(Stored data)

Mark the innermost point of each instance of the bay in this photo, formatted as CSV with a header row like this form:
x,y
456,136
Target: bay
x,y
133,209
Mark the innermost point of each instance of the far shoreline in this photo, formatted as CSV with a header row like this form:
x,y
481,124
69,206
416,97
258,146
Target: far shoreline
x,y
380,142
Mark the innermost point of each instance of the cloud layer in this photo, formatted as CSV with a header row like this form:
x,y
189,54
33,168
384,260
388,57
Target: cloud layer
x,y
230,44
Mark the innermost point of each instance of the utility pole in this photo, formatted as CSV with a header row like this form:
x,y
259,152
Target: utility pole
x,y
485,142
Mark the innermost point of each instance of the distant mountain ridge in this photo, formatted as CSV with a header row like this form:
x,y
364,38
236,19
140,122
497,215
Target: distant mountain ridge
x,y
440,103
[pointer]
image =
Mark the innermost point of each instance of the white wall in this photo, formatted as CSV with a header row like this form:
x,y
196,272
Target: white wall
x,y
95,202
* * *
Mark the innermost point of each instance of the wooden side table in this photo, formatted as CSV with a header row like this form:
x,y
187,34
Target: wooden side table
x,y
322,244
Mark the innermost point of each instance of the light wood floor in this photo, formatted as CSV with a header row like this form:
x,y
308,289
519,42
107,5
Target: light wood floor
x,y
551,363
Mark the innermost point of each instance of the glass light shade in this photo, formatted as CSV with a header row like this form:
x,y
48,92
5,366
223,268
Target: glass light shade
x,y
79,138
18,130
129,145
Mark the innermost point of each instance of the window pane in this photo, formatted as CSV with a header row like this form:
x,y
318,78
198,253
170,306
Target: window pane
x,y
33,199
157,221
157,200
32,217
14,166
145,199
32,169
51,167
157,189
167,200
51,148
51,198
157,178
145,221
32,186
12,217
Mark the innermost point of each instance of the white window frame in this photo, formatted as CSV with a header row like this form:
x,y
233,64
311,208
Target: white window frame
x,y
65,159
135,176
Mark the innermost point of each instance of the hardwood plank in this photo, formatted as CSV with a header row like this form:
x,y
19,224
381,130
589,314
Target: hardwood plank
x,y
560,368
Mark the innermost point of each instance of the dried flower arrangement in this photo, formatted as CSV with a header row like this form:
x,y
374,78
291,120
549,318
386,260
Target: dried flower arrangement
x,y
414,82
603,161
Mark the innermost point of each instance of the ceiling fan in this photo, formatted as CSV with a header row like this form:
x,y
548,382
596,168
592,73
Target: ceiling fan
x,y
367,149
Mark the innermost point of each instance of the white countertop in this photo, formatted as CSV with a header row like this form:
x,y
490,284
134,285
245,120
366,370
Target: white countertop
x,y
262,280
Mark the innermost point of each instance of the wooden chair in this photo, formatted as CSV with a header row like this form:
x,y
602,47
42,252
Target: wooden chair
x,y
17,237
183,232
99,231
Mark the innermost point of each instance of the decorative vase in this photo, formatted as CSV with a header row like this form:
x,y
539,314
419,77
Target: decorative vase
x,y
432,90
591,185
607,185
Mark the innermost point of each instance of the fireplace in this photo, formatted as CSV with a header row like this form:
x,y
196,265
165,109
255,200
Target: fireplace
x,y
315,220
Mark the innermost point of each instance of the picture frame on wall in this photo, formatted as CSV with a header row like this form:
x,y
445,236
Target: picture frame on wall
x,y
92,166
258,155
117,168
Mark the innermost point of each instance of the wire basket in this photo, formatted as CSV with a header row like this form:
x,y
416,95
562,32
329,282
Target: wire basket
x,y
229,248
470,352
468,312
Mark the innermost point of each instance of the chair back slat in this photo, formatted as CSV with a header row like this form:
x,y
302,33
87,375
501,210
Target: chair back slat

### STATED EXERCISE
Rewrite the data from the line containing "Mark the innermost point of each instance of the picture" through the line containing "Target: chair back slat", both included, swapping every "wire basket" for "metal basket" and leaving everything else untouched. Give only those lines.

### FINAL RESULT
Mark the innermost point of each instance of the picture frame on wall in this photo, formatted as CSV with a header row like this form:
x,y
445,236
Target: picture frame on wall
x,y
92,166
258,155
117,168
Mark the innermost point of each instance of the metal basket in this photo, formatted as CSV with a header row like this form:
x,y
416,95
562,32
329,282
Target: metal basket
x,y
229,248
470,352
468,312
Mark the innermost point of each instance of the chair back slat in this photo, formatted as CSV with a header row like this form:
x,y
302,33
87,375
501,210
Target: chair back slat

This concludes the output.